**CONSEGNE:**
a - Rispondi alle domande seguenti sul brano dedicato all'internazionalizzazione del Piemonte.
(i) Quale provincia costituisce l'unica eccezione alla crescita dell'export?
(ii) In quali province del Piemonte meridionale si registrano notevoli progressi?
(iii) Rispetto a che cosa la società risulta meno consapevole di fronte alla globalizzazione?
b - Secondo il brano sull'internazionalizzazione del Piemonte, perché enti locali, scuola, università e società civile devono rispondere agli stimoli provenienti dal mondo? Spiegalo in una o due frasi.
c - Trascrivi il brano sull'internazionalizzazione del Piemonte da "I diversi contesti" fino a "provincia di Novara." incluso.

**BRANO:**
+ + + + + + +

L’osservazione degli investimenti diretti esteri permette di analizzare le caratteristiche strutturali ed evolutive dell’internazionalizzazione attiva e passiva delle imprese piemontesi. Nonostante un andamento non positivo nei primi anni duemila, il Piemonte continua a mostrare un livello di internazionalizzazione superiore alla media nazionale, sia in uscita (investimenti all’estero), sia in entrata (investimenti dall’estero), anche se ampio appare ancora il divario con le regioni europee più avanzate, soprattutto per quanto concerne la capacità di attrarre investimenti internazionali di tipo greenfield (ovvero che comportano l’avvio di nuove attività produttive e di servizio).

I diversi contesti provinciali risultano generalmente accomunati da un’ ulteriore crescita dell’export (con la sola eccezione di Biella), ad evidenziare gli sforzi del sistema produttivo piemontese verso un consolidamento della propria posizione sui mercati internazionali. Su questo fronte notevoli progressi si registrano nelle province del Piemonte meridionale, Cuneo, Asti e Alessandria mentre una situazione di debolezza si riscontra, oltre che a Biella, anche nella provincia di Novara. 

La globalizzazione dei fenomeni economici, sociali, politici e ambientali, è all’origine di cambiamenti e trasformazioni che non riguardano solo le imprese ma investono più in profondità le strutture sociali ed organizzative. Enti locali, Governi regionali, scuola pubblica, Università, istituti finanziari e associazioni della società civile sono chiamati a rispondere agli stimoli provenienti dal mondo, partecipando attivamente alle relazioni internazionali e attrezzandosi con adeguati strumenti di internazionalizzazione e inclusione sociale della popolazione straniera. Una panoramica del fenomeno è possibile attraverso l’analisi delle politiche di cooperazione internazionale allo sviluppo della Regione e dagli Enti locali; dell’internazionalizzazione della scuola primaria e secondaria oltre a quella delle Università e dei centri di alta formazioni presenti sul territorio piemontese; del fenomeno dell’imprenditoria straniera; della bancarizzazione e delle rimesse degli immigrati. L’immagine che se ne ricava  è però quella di una società ancora impreparata a far fronte alla globalizzazione, o in ogni caso meno consapevole rispetto al mondo dell’impresa.

+ + + + + + +

**Righe del dataset sulla posizione degli oggetti:**
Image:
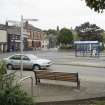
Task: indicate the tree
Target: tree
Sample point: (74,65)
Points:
(51,31)
(97,5)
(65,36)
(90,32)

+ + + + + + +

**SOLUZIONI:**
a -
(i) Biella.
(ii) Cuneo, Asti e Alessandria.
(iii) Rispetto al mondo dell'impresa.

b - La globalizzazione dei fenomeni economici, sociali, politici e ambientali produce cambiamenti che non riguardano solo le imprese. Questi cambiamenti investono più in profondità anche le strutture sociali e organizzative.

c -
I diversi contesti provinciali risultano generalmente accomunati da un’ ulteriore crescita dell’export (con la sola eccezione di Biella), ad evidenziare gli sforzi del sistema produttivo piemontese verso un consolidamento della propria posizione sui mercati internazionali. Su questo fronte notevoli progressi si registrano nelle province del Piemonte meridionale, Cuneo, Asti e Alessandria mentre una situazione di debolezza si riscontra, oltre che a Biella, anche nella provincia di Novara.